_Raw data_
-*-*-

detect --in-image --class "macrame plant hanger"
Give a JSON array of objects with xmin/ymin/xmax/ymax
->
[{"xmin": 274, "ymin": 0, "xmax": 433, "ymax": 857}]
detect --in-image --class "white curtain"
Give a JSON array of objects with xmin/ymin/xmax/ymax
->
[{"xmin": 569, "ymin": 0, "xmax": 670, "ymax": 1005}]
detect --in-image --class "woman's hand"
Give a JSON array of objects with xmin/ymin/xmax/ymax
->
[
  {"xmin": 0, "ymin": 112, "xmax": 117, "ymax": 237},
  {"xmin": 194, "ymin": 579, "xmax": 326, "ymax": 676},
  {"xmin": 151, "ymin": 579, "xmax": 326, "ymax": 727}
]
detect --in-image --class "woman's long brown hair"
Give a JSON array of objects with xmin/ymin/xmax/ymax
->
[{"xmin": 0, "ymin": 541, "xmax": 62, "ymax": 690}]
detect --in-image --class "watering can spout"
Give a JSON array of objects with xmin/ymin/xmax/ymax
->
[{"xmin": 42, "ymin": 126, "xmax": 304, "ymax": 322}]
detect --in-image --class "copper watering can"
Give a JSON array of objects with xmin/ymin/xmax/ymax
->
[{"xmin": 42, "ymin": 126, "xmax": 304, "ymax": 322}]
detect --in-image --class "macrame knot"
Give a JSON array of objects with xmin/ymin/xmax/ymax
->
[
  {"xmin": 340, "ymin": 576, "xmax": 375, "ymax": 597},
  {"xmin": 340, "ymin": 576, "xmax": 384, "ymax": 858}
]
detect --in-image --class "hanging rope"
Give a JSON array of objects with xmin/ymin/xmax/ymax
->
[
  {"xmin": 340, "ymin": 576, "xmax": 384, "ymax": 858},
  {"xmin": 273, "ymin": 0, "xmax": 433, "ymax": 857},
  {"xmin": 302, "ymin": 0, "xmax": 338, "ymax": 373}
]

-*-*-

_What is asked_
Pick out every line in the items above that contains the string "woman", with case counting, and copy each of those lines.

_Task answer_
detect --in-image --class "woman's hand"
detect --in-image --class "woman's long brown hair"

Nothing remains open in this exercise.